▶ **Required actions**
1) Do these statements agree with the Terraform excerpt below? Answer yes or no to each, quoting the words from the excerpt that decide it. (a) Import blocks require Terraform 1.6 or later. (b) Tests using command = plan create no real resources. (c) Moved blocks must be removed after applying.
2) Can you carry the Terraform excerpt below further, picking up right after its final sentence?

▶ **Document segment**
"""

Moved blocks are declarative -- they live in your code and tell Terraform about the rename. After applying, you can optionally remove them. This is safer than terraform state mv because it's reviewed in PRs and applied as part of normal workflow.

Import Blocks (Terraform 1.5+)

Declarative imports, replacing the imperative terraform import command:

import {
  to = aws_instance.web
  id = "i-0abc123def456789a"
}

resource "aws_instance" "web" {
  ami           = "ami-0c55b159cbfafe1f0"
  instance_type = "t3.micro"
}

Run terraform plan and Terraform shows what the import will look like. Adjust your resource config until the plan shows no changes after import. Then apply.

Generate config from an import (Terraform 1.5+):

# Generate HCL config for the imported resource
terraform plan -generate-config-out=generated.tf

This writes a .tf file with the resource configuration matching the imported state. Review it, clean it up, and integrate it into your codebase.

Testing Framework (Terraform 1.6+)

Native testing with .tftest.hcl files:

# tests/vpc.tftest.hcl

variables {
  vpc_cidr    = "10.0.0.0/16"
  environment = "test"
}

run "create_vpc" {
  command = apply

  assert {
    condition     = aws_vpc.main.cidr_block == "10.0.0.0/16"
    error_message = "VPC CIDR does not match."
  }

  assert {
    condition     = length(aws_subnet.private) == 3
    error_message = "Expected 3 private subnets."
  }
}

run "verify_tags" {
  command = plan

  assert {
    condition     = aws_vpc.main.tags["Environment"] == "test"
    error_message = "Environment tag not set correctly."
  }
}
# Run tests
terraform test

# Run specific test file
terraform test -filter=tests/vpc.tftest.hcl

# Verbose output
terraform test -verbose

Tests can use command = plan (no real resources created) or command = apply (creates real infrastructure, then destroys it after the test). Plan-only tests are faster and free. Apply tests catch issues that only appear at apply time.

"""

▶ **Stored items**
"""

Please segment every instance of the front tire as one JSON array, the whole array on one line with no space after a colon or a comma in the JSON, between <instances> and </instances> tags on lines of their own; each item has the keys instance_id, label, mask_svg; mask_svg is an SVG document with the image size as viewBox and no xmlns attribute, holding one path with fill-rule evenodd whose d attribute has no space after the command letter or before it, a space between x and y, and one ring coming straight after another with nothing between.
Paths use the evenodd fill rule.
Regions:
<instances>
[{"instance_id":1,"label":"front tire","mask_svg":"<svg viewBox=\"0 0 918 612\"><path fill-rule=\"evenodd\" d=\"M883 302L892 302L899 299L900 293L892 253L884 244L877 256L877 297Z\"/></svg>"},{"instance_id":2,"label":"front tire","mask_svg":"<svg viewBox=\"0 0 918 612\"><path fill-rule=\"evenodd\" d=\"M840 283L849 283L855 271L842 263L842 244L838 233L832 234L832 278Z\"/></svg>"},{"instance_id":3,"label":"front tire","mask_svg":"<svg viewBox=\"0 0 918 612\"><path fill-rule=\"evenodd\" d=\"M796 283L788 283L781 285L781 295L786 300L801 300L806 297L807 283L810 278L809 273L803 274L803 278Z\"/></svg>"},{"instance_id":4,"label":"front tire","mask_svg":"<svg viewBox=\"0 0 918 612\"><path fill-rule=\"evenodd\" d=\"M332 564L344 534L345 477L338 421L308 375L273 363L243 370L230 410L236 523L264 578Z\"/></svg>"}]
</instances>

"""

▶ **Results for the exercise**
1)
(a) No: "Import Blocks (Terraform 1.5+)"
(b) Yes: "command = plan (no real resources created)"
(c) No: "After applying, you can optionally remove them."

2)
Plan Files and Surgical Applies

# Save a plan to a file
terraform plan -out=plan.tfplan

# Apply only that exact plan (no drift between plan and apply)
terraform apply plan.tfplan

# Target a specific resource (surgical apply)
terraform plan -target=aws_instance.web
terraform apply -target=aws_instance.web

# Destroy a specific resource
terraform destroy -target=aws_instance.legacy

# Show plan in JSON (for programmatic analysis)
terraform show -json plan.tfplan

Plan files are binary and may contain secrets (they embed the full state at plan time). Don't store them in git or artifact stores without encryption.

-target is an escape hatch, not a workflow. If you're using it regularly, your state is too big or your dependencies are wrong. Split into smaller states.

Locals

Locals are computed values within a module. Use them to avoid repeating expressions:

locals {
  common_tags = {
    Environment = var.environment
    Project     = var.project_name
    ManagedBy   = "terraform"
    Team        = var.team
  }

  name_prefix = "${var.project_name}-${var.environment}"

  # Conditional logic
  is_prod = var.environment == "prod"

  # Transform data
  subnet_cidrs = [for i, az in var.availability_zones :
    cidrsubnet(var.vpc_cidr, 8, i)
  ]
}

resource "aws_instance" "web" {
  tags = merge(local.common_tags, {
    Name = "${local.name_prefix}-web"
  })
}

Provisioners (and Why to Avoid Them)

Provisioners run scripts on resources after creation:

resource "aws_instance" "web" {
  ami           = var.ami_id
  instance_type = "t3.micro"

  # Runs on the remote machine via SSH
  provisioner "remote-exec" {
    inline = [
      "sudo apt-get update",
      "sudo apt-get install -y nginx",
    ]

    connection {
      type        = "ssh"
      user        = "ubuntu"
      private_key = file("~/.ssh/id_rsa")
      host        = self.public_ip
    }
  }

  # Runs on the machine running Terraform
  provisioner "local-exec" {
    command = "echo ${self.public_ip} >> inventory.txt"
  }
}

Why to avoid them: Provisioners make resources not truly declarative. If the provisioner fails, the resource is tainted. If you change the provisioner script, Terraform doesn't re-run it (it only runs on creation). Use Packer to bake AMIs, cloud-init for bootstrap scripts, or Ansible for configuration management. The only legitimate use of local-exec is triggering external systems (like updating a DNS record via an API that has no Terraform provider).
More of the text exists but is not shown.